[TASK DETAILS] The output should be limited to the line holding "find clear blue sky" and the lines after it through the end of the entries, each restated exactly.

/---

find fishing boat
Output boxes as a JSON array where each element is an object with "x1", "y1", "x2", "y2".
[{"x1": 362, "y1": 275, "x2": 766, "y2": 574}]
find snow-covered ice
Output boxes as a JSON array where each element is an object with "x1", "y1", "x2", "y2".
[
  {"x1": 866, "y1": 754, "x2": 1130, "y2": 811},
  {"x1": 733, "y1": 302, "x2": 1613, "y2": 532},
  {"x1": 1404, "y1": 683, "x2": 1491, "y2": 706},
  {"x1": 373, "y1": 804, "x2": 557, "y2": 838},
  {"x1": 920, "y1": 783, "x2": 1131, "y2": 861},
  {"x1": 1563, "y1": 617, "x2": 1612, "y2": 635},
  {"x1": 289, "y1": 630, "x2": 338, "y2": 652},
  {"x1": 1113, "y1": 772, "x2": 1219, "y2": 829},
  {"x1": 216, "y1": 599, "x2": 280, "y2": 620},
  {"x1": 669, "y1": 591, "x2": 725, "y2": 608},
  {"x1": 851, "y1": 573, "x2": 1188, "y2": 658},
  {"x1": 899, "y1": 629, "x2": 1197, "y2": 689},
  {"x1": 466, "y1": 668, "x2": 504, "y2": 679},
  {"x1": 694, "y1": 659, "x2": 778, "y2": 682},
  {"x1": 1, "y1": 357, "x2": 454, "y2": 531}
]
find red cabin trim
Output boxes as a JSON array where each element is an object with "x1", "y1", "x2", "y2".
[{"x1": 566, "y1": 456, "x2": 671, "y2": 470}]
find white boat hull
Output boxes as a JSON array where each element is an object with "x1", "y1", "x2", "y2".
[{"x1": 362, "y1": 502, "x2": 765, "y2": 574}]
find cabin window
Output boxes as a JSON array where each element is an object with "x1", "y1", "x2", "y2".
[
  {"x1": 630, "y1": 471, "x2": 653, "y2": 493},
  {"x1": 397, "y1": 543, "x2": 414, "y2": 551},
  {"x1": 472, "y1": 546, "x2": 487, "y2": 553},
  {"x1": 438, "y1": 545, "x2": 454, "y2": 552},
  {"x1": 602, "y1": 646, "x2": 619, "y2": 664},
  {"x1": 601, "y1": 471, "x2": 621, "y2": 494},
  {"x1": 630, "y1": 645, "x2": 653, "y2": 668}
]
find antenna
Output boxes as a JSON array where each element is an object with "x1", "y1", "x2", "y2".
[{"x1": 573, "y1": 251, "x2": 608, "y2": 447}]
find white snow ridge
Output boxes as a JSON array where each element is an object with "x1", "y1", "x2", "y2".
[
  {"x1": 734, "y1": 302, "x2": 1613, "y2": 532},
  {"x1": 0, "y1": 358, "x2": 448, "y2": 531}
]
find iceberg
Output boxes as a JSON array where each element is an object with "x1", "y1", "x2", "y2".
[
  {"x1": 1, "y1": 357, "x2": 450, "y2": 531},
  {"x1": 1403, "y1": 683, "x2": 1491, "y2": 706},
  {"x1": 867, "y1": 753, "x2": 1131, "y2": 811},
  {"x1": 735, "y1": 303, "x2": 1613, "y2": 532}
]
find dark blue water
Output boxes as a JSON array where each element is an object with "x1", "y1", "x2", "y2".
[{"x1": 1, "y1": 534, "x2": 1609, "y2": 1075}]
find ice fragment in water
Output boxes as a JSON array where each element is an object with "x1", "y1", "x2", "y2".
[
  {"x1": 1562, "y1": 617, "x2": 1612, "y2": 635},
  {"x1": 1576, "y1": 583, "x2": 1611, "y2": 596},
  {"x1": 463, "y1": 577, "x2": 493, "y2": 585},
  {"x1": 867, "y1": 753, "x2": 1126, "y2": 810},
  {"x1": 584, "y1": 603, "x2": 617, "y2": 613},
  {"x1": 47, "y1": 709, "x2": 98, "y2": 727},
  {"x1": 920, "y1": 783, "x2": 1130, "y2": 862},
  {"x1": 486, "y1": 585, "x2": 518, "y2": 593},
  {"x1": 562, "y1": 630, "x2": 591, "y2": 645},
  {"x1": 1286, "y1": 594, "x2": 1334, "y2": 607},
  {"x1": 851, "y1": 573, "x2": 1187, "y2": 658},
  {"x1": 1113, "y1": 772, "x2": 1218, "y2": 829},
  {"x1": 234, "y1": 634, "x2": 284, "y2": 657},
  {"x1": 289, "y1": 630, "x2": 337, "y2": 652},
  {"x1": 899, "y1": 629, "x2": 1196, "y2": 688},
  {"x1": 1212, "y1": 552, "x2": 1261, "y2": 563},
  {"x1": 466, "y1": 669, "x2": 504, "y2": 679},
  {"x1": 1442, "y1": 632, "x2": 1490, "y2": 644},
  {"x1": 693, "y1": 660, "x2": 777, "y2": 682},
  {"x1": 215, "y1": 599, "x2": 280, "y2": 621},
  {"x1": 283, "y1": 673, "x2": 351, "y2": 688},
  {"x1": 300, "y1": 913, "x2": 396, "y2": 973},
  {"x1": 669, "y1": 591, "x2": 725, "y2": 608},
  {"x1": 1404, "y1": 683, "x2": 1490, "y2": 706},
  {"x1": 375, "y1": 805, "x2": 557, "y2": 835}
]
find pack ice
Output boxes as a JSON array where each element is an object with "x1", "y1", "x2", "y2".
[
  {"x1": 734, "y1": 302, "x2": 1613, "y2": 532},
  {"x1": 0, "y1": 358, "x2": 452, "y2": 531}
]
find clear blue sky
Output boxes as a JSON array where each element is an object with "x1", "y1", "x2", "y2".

\---

[RESPONSE BOX]
find clear blue sky
Output boxes as a JSON array where each element is an object with "x1", "y1", "x2", "y2".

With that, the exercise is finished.